> SET EXERCISE
Copy the records below exactly as they are written.

[Excerpts of pointing data]
○ ○ ○ ○

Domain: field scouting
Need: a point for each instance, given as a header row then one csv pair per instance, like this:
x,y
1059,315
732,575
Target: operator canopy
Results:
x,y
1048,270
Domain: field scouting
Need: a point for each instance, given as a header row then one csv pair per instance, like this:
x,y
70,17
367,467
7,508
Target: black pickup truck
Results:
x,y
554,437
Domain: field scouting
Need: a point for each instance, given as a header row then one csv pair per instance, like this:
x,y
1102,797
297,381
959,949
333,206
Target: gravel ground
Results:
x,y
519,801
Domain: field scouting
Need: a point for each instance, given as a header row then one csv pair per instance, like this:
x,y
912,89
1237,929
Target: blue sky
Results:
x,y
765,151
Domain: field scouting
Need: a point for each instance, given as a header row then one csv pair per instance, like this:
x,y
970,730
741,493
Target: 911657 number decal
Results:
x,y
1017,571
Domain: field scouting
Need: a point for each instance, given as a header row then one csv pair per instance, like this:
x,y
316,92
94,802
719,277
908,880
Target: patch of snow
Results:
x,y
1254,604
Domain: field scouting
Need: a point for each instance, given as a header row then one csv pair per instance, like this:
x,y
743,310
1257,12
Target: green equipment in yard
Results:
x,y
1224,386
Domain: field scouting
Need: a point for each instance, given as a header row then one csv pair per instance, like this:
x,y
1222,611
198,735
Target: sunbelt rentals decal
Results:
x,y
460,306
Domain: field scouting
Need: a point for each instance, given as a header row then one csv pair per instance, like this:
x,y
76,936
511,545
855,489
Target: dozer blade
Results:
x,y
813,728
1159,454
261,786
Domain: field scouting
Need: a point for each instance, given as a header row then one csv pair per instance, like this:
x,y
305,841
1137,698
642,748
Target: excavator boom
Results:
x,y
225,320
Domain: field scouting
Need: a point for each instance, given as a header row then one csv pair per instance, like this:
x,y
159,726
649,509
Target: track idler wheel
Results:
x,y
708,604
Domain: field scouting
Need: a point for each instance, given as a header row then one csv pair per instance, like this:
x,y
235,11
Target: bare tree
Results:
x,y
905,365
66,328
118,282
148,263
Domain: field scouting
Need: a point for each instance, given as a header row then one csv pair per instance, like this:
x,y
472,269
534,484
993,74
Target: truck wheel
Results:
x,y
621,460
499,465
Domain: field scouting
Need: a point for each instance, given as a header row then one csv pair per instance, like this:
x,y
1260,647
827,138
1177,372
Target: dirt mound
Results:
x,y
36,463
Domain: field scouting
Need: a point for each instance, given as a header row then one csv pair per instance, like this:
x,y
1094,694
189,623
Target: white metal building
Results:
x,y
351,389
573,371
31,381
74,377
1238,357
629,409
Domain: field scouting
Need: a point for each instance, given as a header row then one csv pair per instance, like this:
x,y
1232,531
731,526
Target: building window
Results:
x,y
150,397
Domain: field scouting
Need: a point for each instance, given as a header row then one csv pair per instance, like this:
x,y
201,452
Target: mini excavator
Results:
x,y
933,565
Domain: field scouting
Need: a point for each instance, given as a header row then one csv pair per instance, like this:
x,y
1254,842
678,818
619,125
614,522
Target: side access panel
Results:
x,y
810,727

○ ○ ○ ○

> RESULT FOR THIS EXERCISE
Domain: field scouting
Need: a point for each instance, given as a header row then one csv pair per instance, like this:
x,y
1059,315
732,575
Target: operator canopy
Results:
x,y
1048,270
Domain: field scouting
Need: a point for each instance, given as a header row then one csv pair per instance, like this:
x,y
70,17
367,467
7,508
Target: black pickup truck
Results:
x,y
554,437
Domain: field scouting
Need: a point for each instance, given as a header row then one csv pair per instance, like this:
x,y
1102,797
297,381
959,949
333,206
Target: gravel ground
Results:
x,y
519,801
Domain: field scouting
Need: a point for each instance, given as a header row then one csv pair per instance, like this:
x,y
912,89
1237,929
Target: blue sky
Results:
x,y
765,151
Domain: field scouting
Need: a point for each instance, given as a header row then one csv pair per instance, like this:
x,y
970,730
741,493
Target: 911657 number decal
Results:
x,y
1017,571
Domain: field scouting
Need: a point for each instance, given as a header row then one csv pair per instance, like this:
x,y
316,92
94,802
719,277
908,880
Target: patch of snow
Results:
x,y
1254,604
Domain: field scouting
Need: a point for each instance, given as a header row then one csv pair per instance, like this:
x,y
743,310
1257,12
Target: green equipment in yard
Results:
x,y
1224,386
Domain: field scouting
Need: a point for each instance, given as a header row then one csv pair per instance, like this:
x,y
1222,611
198,735
Target: sunbelt rentals decal
Results:
x,y
460,306
Domain: field scouting
Need: a point for each instance, given as a header row then one csv pair per instance, like this:
x,y
76,936
511,545
855,489
Target: dozer blade
Results:
x,y
813,728
1159,454
261,786
Domain: field scouting
Need: a point for each instance, given as a header row then one csv pair per instance, like this:
x,y
305,841
1137,698
642,748
Target: excavator boom
Results:
x,y
225,320
Domain: field scouting
Need: a point for each instance, given as a header row then one csv pair per instance, like this:
x,y
159,726
649,509
Target: track idler wheel
Results:
x,y
708,604
Domain: field scouting
Need: a point for each instance, given as a header row then one csv pair per instance, like this:
x,y
235,11
Target: bare tree
Results:
x,y
905,365
66,328
118,282
148,263
Domain: field scouting
Need: a point for each instance, given as a header row then one csv pair per instance, like this:
x,y
472,269
534,484
993,74
Target: truck wheel
Results:
x,y
621,460
499,465
Domain: field scouting
Need: a point for each instance, given as a header row then one csv pair per instance, like this:
x,y
1260,647
827,138
1177,372
Target: dirt mound
Results:
x,y
36,463
Domain: field scouting
Need: a point for each instance, given as a header row then one csv pair per instance, like this:
x,y
1094,694
189,623
Target: white metal building
Results:
x,y
351,389
573,371
31,381
74,377
1238,357
629,409
Domain: field scouting
Need: a point for each instance, given as a header row then one csv pair per instance, like this:
x,y
1232,531
731,526
Target: building window
Results:
x,y
150,397
Domain: field scouting
Need: a point for each instance, given as a header row then one csv pair per instance, like this:
x,y
201,452
Target: mini excavator
Results:
x,y
933,565
Domain: field scouting
Need: a point for each instance, given as a header row then one csv pair per instance, like this:
x,y
1254,842
678,818
619,125
614,522
Target: side access panel
Results:
x,y
810,727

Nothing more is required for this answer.